Posted on October 1, 2017
Last week, we went on our first learning and observation trip of the school year. We explored the Nu'uanu watershed with our friend, Kumu Leong from the Papahana Kuaola - Lelekamanu Program. We were very excited to begin to discover and understand this big concept of a watershed.
Prior to going on the trip, we spent time at different spots around the campus practicing our observation skills. We determined that making observations was an important inquiry skill. After each of our practice sessions, we discussed what it is we are actually doing when we observe.
Some of the tools we use when making observations include: looking at the big picture and the small picture, wondering and asking questions, looking with our eyes, listening to the sounds around us, making connections to what we know or have experienced, feeling with our heart, noticing any smells that catch our attention, and many more. The students came to the conclusion that when they observe, they are using their whole body. Their observations may be recorded with photos, drawings, words, and probably more that we have not discovered yet.
With this in mind, we were ready to go!
Our first stop was the Nu'uanu Reservoir #4. We met Kumu Aiu with the Board of Water Supply. He shared with us this beautiful and important part of our watershed.
One student made the connection: "I live in a watershed. We all live in a watershed!"
Another student asked, "Where is Nu'uanu Reservoir #1? I still want to know where it is." (She and a friend had been looking at Nu'uanu Valley on Google Earth, the day before our learning trip).
This is an old, above-ground, sand filtration pit. This water source used to supply the Nu'uanu community.

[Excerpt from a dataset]
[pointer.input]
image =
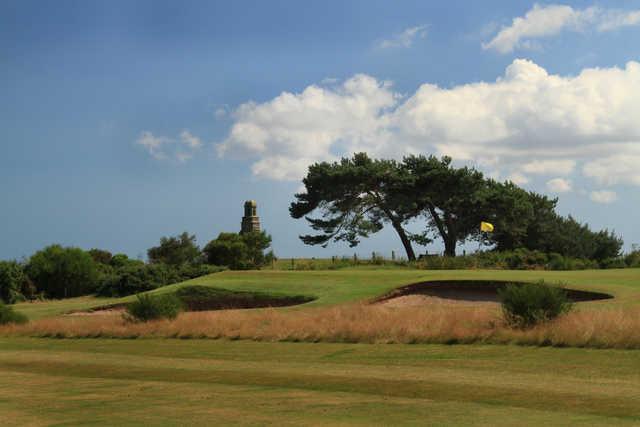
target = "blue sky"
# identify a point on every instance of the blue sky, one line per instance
(125, 121)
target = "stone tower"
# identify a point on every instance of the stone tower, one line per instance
(250, 220)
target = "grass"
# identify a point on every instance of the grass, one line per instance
(174, 382)
(154, 381)
(332, 287)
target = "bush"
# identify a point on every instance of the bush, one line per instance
(525, 305)
(136, 278)
(632, 259)
(175, 250)
(149, 307)
(239, 251)
(63, 272)
(12, 282)
(9, 315)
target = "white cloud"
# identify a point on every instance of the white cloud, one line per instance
(220, 113)
(622, 166)
(549, 167)
(550, 20)
(189, 140)
(559, 185)
(526, 122)
(518, 178)
(603, 196)
(404, 39)
(153, 144)
(162, 147)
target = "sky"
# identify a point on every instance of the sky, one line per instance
(125, 121)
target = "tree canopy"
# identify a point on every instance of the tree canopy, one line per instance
(239, 251)
(62, 272)
(355, 197)
(176, 250)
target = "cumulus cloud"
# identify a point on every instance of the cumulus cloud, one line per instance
(559, 185)
(551, 20)
(549, 167)
(153, 144)
(189, 140)
(162, 147)
(518, 178)
(526, 122)
(603, 196)
(404, 39)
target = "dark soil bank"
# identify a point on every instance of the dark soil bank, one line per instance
(476, 290)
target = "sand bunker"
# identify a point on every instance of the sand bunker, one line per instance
(465, 291)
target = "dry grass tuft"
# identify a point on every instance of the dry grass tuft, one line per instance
(436, 323)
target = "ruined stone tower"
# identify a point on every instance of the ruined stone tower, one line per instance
(250, 220)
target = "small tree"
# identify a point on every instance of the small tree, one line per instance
(101, 256)
(62, 272)
(238, 251)
(176, 250)
(531, 303)
(12, 282)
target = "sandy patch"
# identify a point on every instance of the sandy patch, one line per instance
(104, 312)
(422, 300)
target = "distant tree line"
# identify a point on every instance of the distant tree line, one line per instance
(63, 272)
(356, 197)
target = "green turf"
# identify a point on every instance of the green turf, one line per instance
(174, 382)
(354, 284)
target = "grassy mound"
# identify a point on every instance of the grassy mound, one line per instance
(148, 307)
(9, 315)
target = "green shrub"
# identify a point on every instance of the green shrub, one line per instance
(12, 282)
(63, 272)
(148, 307)
(9, 315)
(135, 278)
(525, 305)
(632, 259)
(239, 251)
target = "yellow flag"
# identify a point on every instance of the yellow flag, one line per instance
(486, 226)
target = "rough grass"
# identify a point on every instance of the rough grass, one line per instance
(361, 284)
(436, 323)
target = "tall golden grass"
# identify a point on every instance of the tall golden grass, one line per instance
(615, 328)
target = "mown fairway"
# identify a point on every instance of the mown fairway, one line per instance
(174, 382)
(207, 382)
(356, 284)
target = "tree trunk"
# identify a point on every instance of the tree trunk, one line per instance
(450, 246)
(405, 241)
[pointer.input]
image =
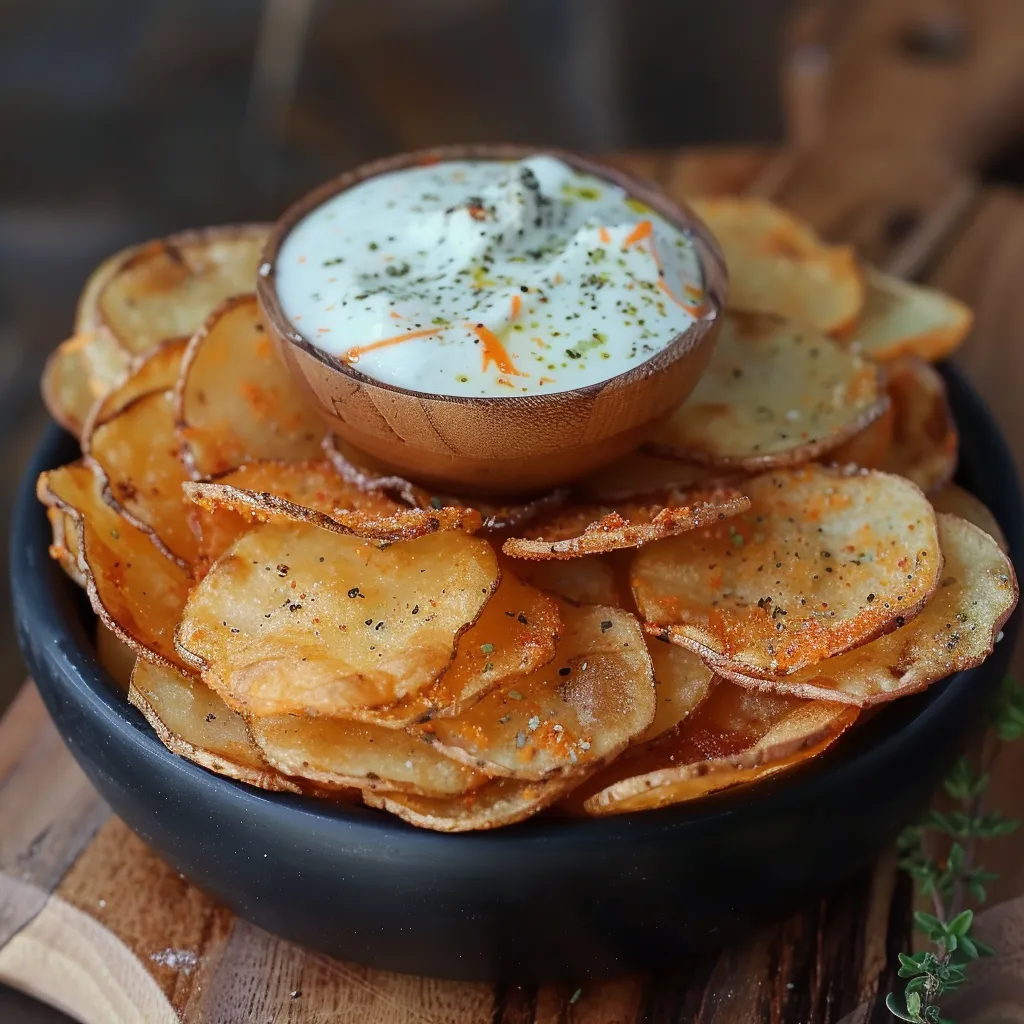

**Jobs:**
(a) In the watershed trip post, whom did the class meet at Nu'uanu Reservoir #4?
(b) Recast the paragraph of the watershed trip post that begins "Some of the tools we use" as a short list, keeping its main facts.
(c) Reproduce the watershed trip post from "One student made" to "the Nu'uanu community.".

**The responses:**
(a) Kumu Aiu with the Board of Water Supply.

(b)
Tools used when making observations:
- Looking at the big picture and the small picture
- Wondering and asking questions
- Looking with our eyes
- Listening to the sounds around us
- Making connections to what we know or have experienced
- Feeling with our heart
- Noticing any smells that catch our attention

The students concluded that observing uses the whole body. Observations may be recorded with photos, drawings, words, and probably other ways not yet discovered.

(c)
One student made the connection: "I live in a watershed. We all live in a watershed!"
Another student asked, "Where is Nu'uanu Reservoir #1? I still want to know where it is." (She and a friend had been looking at Nu'uanu Valley on Google Earth, the day before our learning trip).
This is an old, above-ground, sand filtration pit. This water source used to supply the Nu'uanu community.